Work to be completed
Only the lines from the line containing "of the dark" to the end of the entries should be repeated, exactly as they appear.

Data shown
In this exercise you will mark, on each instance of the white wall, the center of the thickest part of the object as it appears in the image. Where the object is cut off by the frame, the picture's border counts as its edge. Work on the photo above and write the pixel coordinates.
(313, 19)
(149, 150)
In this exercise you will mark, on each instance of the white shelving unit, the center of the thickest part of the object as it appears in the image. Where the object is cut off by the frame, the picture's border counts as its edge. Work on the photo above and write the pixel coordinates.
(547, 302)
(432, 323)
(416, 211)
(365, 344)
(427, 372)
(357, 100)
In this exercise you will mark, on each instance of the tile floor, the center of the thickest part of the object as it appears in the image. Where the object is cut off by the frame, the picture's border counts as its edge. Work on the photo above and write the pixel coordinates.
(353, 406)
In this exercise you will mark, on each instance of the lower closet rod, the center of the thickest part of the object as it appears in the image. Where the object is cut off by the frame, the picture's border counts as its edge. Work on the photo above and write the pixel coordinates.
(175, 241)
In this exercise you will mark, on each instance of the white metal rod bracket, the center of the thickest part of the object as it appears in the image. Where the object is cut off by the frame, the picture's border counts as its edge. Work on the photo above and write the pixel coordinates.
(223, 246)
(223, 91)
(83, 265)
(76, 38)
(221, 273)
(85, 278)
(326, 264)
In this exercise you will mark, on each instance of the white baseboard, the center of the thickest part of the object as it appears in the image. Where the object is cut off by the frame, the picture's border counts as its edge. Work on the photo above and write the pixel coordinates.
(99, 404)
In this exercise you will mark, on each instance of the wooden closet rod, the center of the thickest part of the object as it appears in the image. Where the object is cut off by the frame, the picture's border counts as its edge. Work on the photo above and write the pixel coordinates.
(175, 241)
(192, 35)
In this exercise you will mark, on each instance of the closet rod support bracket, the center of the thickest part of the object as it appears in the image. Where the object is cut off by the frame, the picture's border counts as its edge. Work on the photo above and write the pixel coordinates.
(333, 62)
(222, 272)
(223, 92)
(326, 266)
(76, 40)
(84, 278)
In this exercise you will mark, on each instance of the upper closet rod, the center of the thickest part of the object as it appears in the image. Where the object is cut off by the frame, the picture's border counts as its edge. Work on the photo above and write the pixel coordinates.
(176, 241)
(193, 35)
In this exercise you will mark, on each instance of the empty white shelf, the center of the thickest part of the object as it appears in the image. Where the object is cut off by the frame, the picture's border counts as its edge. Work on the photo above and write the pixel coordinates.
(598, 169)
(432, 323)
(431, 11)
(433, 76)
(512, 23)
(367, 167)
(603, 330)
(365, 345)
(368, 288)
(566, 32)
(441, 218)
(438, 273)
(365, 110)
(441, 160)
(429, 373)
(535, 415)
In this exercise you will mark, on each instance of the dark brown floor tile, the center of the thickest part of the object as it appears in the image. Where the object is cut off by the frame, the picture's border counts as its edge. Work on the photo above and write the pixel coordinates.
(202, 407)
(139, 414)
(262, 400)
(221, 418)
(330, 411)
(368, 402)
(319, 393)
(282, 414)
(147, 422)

Exercise output
In this exercise you will mark, on each instance of the dark brown floor tile, the center of the thickest part of the object as it appears in the image. Where the object is cut off by the frame, the picture's border counts as its edge. Work on the photo above and write the pixel coordinates.
(202, 407)
(139, 414)
(262, 400)
(221, 418)
(330, 411)
(368, 402)
(319, 393)
(282, 414)
(147, 422)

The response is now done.